■ Written instruction: Transcribe the lines below, reproducing every one of them with no changes.

:: Input data

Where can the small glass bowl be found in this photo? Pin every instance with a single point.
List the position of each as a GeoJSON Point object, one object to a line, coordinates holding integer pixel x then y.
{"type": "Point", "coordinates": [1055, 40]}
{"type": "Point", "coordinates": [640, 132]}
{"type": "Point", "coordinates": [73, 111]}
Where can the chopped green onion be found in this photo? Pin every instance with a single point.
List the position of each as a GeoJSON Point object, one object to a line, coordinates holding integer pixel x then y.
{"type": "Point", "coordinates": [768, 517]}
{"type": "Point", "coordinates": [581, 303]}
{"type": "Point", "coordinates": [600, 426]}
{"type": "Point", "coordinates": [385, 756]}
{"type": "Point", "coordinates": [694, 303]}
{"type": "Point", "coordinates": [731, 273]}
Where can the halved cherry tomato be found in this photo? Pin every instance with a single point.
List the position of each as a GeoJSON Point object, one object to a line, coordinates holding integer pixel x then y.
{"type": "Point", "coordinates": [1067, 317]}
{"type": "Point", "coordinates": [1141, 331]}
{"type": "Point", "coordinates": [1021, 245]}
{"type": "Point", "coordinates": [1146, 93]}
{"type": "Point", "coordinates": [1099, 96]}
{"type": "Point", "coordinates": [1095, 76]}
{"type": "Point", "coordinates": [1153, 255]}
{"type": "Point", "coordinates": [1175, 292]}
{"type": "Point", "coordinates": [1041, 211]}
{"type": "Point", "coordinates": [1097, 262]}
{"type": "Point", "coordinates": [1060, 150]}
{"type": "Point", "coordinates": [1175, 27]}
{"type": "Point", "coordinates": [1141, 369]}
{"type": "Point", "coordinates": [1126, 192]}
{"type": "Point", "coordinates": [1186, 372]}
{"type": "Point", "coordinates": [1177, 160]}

::::

■ In response:
Where can the small glass bowl be found in this photo? Pin every instance with a single point.
List the position of each as a GeoJSON Point object, one object to a line, coordinates holding integer pixel x then y.
{"type": "Point", "coordinates": [1055, 40]}
{"type": "Point", "coordinates": [640, 132]}
{"type": "Point", "coordinates": [73, 111]}
Where can the chopped green onion be found in this photo? Pin every instance with a single point.
List the position of each as a GeoJSON Point object, one object to a line, coordinates holding integer pixel x then y.
{"type": "Point", "coordinates": [768, 517]}
{"type": "Point", "coordinates": [581, 303]}
{"type": "Point", "coordinates": [600, 426]}
{"type": "Point", "coordinates": [385, 756]}
{"type": "Point", "coordinates": [694, 303]}
{"type": "Point", "coordinates": [731, 273]}
Where can the halved cherry tomato be found in this photo? Pin every instance with a single point.
List the position of each as a GeoJSON Point object, one object to a line, coordinates holding integer pixel x then y.
{"type": "Point", "coordinates": [1067, 317]}
{"type": "Point", "coordinates": [1141, 331]}
{"type": "Point", "coordinates": [1021, 245]}
{"type": "Point", "coordinates": [1146, 93]}
{"type": "Point", "coordinates": [1099, 96]}
{"type": "Point", "coordinates": [1095, 76]}
{"type": "Point", "coordinates": [1153, 255]}
{"type": "Point", "coordinates": [1175, 292]}
{"type": "Point", "coordinates": [1041, 211]}
{"type": "Point", "coordinates": [1097, 262]}
{"type": "Point", "coordinates": [1060, 150]}
{"type": "Point", "coordinates": [1175, 27]}
{"type": "Point", "coordinates": [1141, 369]}
{"type": "Point", "coordinates": [1126, 192]}
{"type": "Point", "coordinates": [1186, 372]}
{"type": "Point", "coordinates": [1177, 160]}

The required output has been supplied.